Reproduce the data that follows character for character, but omit its pictures.

## Data extracts
[Start of section]
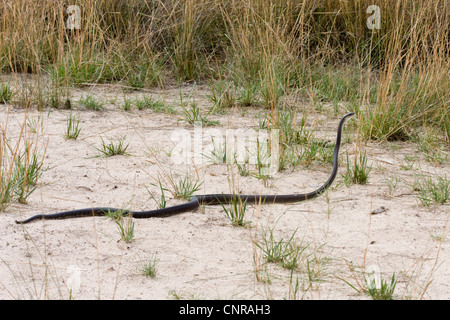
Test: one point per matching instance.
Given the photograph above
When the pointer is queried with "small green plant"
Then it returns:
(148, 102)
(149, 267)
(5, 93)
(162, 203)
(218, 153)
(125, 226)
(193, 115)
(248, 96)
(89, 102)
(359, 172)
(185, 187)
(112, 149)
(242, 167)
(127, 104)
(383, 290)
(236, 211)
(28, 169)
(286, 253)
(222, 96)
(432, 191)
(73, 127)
[End of section]
## Answer space
Test: one point per matching instance.
Given the photograph above
When the pointer is queried with "small green plant"
Then it returns:
(148, 102)
(149, 267)
(5, 93)
(162, 203)
(218, 153)
(125, 226)
(193, 115)
(248, 96)
(89, 102)
(359, 172)
(185, 187)
(112, 149)
(242, 167)
(127, 104)
(383, 290)
(236, 211)
(28, 169)
(286, 253)
(222, 96)
(432, 191)
(73, 127)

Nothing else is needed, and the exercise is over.